Pos

Sebagai salah satu tradisi Indonesia yang telah ditetapkan UNESCO sebagai warisan budaya dunia, pembicaraan seputar batik tentu tidak akan ada habisnya. Kerajinan membatik diperkirakan mulai tumbuh di Pulau Jawa sejak zaman Majapahit, yang kemudian berkembang lewat kerajaan-kerajaan yang lahir setelahnya seperti Kesultanan Mataram, Kasunanan Surakarta dan Kesultanan Yogyakarta.

Batik yang awalnya hanya diperuntukkan bagi kaum bangsawan kini telah merajalela dan melekat dalam keseharian seluruh masyarakat Indonesia. Bahkan, satu atau beberapa buah pakaian batik mungkin ada di lemari atau koper Anda saat ini.

Hampir setiap daerah, terutama di Pulau Jawa, memiliki variasi batik yang berbeda-beda. Saat ini, terdapat sekitar ribuan jenis batik yang tersebar di Indonesia dan Daerah Istimewa Yogyakarta merupakan salah satu penghasil kerajinan batik yang memiliki karakteristik batiknya tersendiri.

Ada banyak tempat di Jogja dimana Anda bisa memburu batik-batik terbaik untuk cinderamata maupun koleksi wardrobe pribadi untuk dipakai ke kantor atau pesta tertentu. Namun sebelum memilih batik yang akan dibeli, ada baiknya kita mempelajari terlebih dahulu jenis dari tiap motif yang ada di dalamnya. Karena pada dasarnya, tiap motif pada batik mengandung makna yang mencerminkan falsafah hidup masyarakat Jawa.

Semua motif dalam batik yang ada di Jogja memiliki nilai estetika dan nilai filosofinya tersendiri, dengan doa dan wejangan yang disesuaikan dengan kebutuhan sang pemakainya. Misalnya, motif Kawung, salah satu motif batik tertua yang membentuk geometri empat lingkaran dan satu lingkaran di tengahnya.

Lingkaran itu diibaratkan sebagai biji kaung, dan empat lingkaran melambangkan berbagai pandangan hidup masyarakat Jawa yang banyak bertumpu pada angka empat seperti Sedulur Papat Lima Pancer maupun Catur Ubhaya. Batik motif ini diharapkan membawa kebijaksanaan dan kebersihan hati dengan nilai-nilai luhur adat Jawa bagi para pemakainya.

Motif Parang yang lekat dengan Keraton Jogja, adalah salah satu motif batik yang mudah dikenali karena bentuk parang berwarna putih yang terbaris diagonal. Motif Parang terbagi lagi ke dalam banyak jenis, seperti Parang Klithik, Parang Kusumo, Parang Rusak hingga Parang Barong dengan bentuk parang-nya yang terbesar.

__________________________________________________

- [Yang Perlu Dikerjakan] Tuliskan kembali bagian teks tentang batik, mulai dari "Sebagai salah satu" dan berlanjut hingga "karakteristik batiknya tersendiri.", dengan mengganti "lemari" menjadi "rak".

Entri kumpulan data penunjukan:
__________________________________________________

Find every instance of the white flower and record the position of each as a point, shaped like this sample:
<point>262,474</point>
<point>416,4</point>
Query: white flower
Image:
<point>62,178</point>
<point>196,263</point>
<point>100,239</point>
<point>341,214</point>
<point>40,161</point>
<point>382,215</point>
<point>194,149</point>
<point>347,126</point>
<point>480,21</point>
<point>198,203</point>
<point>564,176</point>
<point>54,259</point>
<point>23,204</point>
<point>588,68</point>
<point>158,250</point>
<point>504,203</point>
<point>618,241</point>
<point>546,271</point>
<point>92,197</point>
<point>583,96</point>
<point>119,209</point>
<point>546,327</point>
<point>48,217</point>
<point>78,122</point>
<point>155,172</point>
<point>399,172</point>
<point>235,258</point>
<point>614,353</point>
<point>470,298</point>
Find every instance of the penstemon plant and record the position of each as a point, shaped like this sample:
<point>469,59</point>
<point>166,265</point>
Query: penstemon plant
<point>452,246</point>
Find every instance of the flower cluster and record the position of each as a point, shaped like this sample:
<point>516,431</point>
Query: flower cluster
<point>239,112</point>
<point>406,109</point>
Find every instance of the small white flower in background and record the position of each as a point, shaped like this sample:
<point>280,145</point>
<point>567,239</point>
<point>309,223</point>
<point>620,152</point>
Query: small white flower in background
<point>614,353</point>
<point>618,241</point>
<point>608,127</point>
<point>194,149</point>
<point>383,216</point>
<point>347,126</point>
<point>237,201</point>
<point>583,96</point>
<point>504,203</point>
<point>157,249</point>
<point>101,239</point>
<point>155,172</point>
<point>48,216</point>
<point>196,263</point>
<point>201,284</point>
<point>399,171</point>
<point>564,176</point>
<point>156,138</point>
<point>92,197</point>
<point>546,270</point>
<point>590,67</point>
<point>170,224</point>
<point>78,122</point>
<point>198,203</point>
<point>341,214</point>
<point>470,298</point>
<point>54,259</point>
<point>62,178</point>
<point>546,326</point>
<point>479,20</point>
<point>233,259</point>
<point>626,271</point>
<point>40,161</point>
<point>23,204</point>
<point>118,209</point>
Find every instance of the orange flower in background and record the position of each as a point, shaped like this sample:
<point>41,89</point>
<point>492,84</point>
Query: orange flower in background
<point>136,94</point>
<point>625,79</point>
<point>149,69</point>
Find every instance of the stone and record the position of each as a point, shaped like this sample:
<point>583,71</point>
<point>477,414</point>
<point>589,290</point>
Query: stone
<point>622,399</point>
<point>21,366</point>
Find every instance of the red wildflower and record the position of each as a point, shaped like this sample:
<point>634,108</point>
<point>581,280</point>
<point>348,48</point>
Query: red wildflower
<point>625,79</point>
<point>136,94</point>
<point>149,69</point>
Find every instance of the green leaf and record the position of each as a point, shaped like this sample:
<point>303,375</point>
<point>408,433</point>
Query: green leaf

__________________________________________________

- [Jawaban Soal Ini]
Sebagai salah satu tradisi Indonesia yang telah ditetapkan UNESCO sebagai warisan budaya dunia, pembicaraan seputar batik tentu tidak akan ada habisnya. Kerajinan membatik diperkirakan mulai tumbuh di Pulau Jawa sejak zaman Majapahit, yang kemudian berkembang lewat kerajaan-kerajaan yang lahir setelahnya seperti Kesultanan Mataram, Kasunanan Surakarta dan Kesultanan Yogyakarta.

Batik yang awalnya hanya diperuntukkan bagi kaum bangsawan kini telah merajalela dan melekat dalam keseharian seluruh masyarakat Indonesia. Bahkan, satu atau beberapa buah pakaian batik mungkin ada di rak atau koper Anda saat ini.

Hampir setiap daerah, terutama di Pulau Jawa, memiliki variasi batik yang berbeda-beda. Saat ini, terdapat sekitar ribuan jenis batik yang tersebar di Indonesia dan Daerah Istimewa Yogyakarta merupakan salah satu penghasil kerajinan batik yang memiliki karakteristik batiknya tersendiri.